Aim of the task:
Transcribe, word for word and with nothing extra, the line containing "For full credit, report the bounding box of the black" and each line that comes after it in the entries.

*** Record extracts

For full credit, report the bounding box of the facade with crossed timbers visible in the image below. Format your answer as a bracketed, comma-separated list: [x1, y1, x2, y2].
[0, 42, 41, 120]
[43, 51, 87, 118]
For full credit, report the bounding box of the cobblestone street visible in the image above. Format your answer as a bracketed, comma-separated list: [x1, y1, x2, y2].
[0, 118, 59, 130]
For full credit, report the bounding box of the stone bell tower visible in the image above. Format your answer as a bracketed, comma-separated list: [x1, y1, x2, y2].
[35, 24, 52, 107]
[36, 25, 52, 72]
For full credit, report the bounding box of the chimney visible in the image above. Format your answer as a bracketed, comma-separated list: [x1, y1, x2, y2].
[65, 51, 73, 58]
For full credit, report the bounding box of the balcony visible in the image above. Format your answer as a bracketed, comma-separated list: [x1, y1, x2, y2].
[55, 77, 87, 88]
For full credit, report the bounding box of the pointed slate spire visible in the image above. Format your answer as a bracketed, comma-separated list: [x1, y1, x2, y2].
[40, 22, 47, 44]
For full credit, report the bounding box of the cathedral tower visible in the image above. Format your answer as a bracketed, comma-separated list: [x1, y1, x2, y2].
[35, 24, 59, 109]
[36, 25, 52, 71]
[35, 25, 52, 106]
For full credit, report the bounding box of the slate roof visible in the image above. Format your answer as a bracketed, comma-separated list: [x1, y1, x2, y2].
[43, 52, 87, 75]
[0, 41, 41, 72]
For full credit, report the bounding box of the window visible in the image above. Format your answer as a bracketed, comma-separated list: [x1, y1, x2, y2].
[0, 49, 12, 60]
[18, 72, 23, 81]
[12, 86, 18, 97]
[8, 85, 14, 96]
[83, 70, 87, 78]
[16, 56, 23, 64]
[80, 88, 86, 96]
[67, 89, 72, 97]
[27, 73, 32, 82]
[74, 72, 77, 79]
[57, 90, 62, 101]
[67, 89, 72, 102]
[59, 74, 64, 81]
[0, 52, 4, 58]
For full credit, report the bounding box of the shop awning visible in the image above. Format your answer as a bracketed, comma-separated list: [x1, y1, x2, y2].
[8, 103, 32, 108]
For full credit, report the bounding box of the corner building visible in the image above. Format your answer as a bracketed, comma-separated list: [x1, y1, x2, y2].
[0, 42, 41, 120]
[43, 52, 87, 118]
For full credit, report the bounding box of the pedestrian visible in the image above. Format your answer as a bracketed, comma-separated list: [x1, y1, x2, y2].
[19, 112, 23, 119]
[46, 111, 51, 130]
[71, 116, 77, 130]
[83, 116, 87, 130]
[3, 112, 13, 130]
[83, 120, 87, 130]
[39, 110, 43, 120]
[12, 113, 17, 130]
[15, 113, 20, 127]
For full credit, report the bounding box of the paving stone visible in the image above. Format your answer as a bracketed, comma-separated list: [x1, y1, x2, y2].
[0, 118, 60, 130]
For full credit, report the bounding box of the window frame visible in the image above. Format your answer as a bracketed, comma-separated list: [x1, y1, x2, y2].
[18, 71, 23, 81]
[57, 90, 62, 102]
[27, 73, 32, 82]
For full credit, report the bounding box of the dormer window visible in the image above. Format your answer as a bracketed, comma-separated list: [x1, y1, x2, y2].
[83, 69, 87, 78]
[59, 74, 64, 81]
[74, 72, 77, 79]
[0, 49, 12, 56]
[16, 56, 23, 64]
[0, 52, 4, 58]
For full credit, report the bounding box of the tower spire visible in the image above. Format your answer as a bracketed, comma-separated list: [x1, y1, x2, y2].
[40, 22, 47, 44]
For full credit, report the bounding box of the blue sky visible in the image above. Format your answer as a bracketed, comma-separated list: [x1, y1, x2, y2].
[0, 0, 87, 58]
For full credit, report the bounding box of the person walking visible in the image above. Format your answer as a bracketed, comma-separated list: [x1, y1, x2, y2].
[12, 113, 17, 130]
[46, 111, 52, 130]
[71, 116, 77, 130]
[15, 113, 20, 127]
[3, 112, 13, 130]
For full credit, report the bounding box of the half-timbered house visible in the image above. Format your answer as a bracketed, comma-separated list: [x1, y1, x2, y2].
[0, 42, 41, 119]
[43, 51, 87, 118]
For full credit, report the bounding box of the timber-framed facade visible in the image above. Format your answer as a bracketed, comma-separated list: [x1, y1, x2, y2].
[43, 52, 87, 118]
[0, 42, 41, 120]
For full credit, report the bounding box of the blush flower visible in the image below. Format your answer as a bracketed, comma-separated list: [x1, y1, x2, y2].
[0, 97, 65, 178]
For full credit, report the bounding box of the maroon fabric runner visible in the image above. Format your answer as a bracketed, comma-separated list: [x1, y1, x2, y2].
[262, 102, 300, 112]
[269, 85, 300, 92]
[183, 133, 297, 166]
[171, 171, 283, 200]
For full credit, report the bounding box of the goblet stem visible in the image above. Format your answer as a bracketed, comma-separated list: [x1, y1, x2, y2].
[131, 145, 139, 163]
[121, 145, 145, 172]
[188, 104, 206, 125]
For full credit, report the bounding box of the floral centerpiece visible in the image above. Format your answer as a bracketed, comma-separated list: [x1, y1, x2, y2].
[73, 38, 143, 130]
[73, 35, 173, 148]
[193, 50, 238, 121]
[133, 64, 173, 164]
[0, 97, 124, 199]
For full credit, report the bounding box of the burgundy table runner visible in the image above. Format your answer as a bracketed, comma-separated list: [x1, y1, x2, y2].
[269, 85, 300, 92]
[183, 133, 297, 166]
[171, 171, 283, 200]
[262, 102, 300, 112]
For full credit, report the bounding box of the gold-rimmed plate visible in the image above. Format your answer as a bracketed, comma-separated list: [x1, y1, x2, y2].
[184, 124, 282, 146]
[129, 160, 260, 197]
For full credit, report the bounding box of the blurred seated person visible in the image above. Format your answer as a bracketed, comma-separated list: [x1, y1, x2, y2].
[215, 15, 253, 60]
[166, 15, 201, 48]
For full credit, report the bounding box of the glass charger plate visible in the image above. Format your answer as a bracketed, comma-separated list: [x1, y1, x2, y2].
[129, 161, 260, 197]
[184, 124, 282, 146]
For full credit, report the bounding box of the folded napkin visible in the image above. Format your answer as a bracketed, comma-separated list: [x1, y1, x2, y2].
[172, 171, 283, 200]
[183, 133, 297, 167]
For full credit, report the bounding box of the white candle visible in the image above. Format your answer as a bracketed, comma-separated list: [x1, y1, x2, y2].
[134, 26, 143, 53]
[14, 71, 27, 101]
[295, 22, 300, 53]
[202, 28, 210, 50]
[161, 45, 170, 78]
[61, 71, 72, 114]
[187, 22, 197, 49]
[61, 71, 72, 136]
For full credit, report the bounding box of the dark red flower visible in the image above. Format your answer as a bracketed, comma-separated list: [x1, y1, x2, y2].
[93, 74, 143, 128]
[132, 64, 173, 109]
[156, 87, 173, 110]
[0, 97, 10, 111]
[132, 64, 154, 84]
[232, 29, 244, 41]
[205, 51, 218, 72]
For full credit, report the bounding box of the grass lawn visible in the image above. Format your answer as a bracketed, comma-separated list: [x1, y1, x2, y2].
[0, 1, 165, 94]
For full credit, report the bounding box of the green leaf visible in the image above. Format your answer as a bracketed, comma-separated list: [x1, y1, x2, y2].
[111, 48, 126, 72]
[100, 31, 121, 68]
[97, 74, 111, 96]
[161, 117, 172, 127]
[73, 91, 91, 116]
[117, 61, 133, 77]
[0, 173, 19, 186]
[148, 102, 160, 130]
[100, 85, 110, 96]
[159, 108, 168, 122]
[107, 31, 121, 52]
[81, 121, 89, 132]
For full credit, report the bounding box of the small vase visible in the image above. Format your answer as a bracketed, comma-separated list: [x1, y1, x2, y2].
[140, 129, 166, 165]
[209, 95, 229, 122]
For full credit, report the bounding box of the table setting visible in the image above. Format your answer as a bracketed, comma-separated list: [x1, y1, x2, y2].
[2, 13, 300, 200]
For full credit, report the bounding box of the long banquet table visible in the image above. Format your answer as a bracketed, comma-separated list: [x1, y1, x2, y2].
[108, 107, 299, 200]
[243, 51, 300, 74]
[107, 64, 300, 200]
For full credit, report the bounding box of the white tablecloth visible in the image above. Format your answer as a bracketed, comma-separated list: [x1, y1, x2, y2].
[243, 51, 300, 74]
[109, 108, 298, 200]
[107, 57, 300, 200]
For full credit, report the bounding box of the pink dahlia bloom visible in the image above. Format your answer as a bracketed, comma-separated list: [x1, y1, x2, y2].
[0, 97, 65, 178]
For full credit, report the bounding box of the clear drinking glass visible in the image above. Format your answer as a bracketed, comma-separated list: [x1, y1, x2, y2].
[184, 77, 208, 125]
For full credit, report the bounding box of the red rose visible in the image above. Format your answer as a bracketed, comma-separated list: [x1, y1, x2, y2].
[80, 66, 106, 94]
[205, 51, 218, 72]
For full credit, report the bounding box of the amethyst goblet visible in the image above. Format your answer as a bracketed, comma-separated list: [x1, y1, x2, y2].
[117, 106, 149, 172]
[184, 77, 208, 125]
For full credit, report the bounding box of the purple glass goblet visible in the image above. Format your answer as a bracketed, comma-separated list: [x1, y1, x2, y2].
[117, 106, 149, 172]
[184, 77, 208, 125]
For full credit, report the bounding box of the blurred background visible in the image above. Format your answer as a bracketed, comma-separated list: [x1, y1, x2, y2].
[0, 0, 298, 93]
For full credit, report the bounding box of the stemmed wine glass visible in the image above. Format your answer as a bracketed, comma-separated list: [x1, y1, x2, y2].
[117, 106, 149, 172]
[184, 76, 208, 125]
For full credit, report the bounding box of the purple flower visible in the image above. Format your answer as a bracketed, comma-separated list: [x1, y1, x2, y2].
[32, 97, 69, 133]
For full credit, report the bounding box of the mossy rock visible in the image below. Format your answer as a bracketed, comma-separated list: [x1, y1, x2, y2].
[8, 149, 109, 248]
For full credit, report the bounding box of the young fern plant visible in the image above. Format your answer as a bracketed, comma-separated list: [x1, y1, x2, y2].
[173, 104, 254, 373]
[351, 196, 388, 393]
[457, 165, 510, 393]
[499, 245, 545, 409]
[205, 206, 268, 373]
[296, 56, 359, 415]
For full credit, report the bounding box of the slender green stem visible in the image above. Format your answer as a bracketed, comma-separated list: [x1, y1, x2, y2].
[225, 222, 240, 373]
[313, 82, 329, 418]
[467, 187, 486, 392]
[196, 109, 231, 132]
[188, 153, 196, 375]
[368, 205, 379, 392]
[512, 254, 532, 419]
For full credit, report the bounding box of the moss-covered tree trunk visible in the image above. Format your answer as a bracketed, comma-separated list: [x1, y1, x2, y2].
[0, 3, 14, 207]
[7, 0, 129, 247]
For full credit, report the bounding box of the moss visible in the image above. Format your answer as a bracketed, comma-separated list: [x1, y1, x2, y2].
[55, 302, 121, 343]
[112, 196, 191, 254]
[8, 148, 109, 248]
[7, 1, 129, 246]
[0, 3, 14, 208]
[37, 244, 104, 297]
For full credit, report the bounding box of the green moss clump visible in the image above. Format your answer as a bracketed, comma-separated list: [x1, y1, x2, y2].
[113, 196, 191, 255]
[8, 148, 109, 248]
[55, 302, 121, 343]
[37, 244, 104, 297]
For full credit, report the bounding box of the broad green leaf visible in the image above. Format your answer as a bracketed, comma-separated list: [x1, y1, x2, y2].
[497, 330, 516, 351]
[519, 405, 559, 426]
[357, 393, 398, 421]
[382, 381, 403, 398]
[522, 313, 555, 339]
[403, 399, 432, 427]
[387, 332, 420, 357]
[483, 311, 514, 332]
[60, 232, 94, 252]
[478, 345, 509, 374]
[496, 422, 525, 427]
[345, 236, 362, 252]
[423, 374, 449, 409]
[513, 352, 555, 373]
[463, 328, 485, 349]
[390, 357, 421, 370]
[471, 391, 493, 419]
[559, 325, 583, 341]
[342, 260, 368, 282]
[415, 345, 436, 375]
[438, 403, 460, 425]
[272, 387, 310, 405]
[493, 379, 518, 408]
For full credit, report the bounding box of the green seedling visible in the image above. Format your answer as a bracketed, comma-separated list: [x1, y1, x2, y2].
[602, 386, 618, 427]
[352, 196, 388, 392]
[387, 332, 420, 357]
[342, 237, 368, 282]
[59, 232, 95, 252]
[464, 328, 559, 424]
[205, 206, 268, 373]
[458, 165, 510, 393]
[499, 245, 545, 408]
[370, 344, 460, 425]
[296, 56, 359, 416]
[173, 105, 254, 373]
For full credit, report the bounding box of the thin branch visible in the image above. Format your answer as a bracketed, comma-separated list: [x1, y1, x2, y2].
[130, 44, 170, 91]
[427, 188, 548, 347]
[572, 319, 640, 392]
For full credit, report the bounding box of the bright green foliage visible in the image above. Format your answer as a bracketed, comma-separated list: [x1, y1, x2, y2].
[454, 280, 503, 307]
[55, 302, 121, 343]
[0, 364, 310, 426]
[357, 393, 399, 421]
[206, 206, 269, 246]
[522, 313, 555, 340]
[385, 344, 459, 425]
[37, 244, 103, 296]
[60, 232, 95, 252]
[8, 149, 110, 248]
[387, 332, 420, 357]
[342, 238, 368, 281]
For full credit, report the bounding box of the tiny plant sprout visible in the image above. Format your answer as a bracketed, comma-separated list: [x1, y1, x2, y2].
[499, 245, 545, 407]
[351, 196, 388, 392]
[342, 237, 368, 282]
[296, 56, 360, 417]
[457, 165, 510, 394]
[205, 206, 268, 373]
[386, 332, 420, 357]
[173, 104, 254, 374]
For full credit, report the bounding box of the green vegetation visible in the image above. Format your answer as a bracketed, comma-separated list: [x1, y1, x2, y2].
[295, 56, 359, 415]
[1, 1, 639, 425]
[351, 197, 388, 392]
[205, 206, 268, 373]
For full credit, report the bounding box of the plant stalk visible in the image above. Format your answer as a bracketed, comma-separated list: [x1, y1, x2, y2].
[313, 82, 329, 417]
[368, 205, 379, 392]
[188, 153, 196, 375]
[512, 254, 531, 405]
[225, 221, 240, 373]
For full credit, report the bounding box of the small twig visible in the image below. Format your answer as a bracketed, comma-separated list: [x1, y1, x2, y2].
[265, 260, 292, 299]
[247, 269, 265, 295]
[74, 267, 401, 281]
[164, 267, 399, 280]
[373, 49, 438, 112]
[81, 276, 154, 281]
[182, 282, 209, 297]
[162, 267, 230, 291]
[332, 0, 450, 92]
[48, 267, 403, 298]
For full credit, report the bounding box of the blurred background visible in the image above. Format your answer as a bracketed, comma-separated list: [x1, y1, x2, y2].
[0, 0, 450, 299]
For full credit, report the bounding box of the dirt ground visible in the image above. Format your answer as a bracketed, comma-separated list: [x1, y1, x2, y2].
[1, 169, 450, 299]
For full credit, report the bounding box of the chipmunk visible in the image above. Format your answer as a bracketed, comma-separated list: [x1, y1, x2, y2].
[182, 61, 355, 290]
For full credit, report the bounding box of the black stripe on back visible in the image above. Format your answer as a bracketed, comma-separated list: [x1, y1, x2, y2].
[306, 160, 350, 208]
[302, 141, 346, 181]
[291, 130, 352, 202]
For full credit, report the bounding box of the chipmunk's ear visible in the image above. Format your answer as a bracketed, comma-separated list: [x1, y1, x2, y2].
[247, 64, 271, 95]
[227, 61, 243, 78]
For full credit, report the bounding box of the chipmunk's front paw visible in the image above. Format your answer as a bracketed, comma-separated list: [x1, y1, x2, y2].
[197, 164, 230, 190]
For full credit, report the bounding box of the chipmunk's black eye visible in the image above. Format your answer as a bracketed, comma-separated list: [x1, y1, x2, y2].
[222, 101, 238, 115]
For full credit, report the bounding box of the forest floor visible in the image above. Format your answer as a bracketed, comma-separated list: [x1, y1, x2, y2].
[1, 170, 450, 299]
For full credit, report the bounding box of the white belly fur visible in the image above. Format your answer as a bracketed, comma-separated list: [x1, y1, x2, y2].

******

Solution below:
For full credit, report the bounding box of the black stripe on back visible in the image above. Format your answer as a bracketed, comma-separated list: [x1, y1, x2, y2].
[306, 160, 350, 208]
[302, 141, 346, 181]
[291, 130, 352, 202]
For full credit, report the bounding box of the chipmunk's ear visible in the image above. Format your answer as a bracketed, comma-separated list: [x1, y1, x2, y2].
[247, 64, 271, 95]
[227, 61, 243, 78]
For full credit, report the bounding box of the chipmunk's front paw visible in the image above. Format your answer as a bracketed, comma-separated list: [x1, y1, x2, y2].
[197, 164, 230, 190]
For full credit, report the bounding box of the chipmunk's black eye visible in the image above. Format your answer as a bracketed, comma-separated list: [x1, y1, x2, y2].
[222, 101, 238, 115]
For full credit, report the bounding box of the forest floor visible in the image above. Format your answer as a bracketed, comma-separated list: [x1, y1, x2, y2].
[1, 170, 450, 299]
For full credit, report the bounding box of the white belly fur visible in the image above. Format your answer as a bracketed, comma-separated list: [x1, y1, x2, y2].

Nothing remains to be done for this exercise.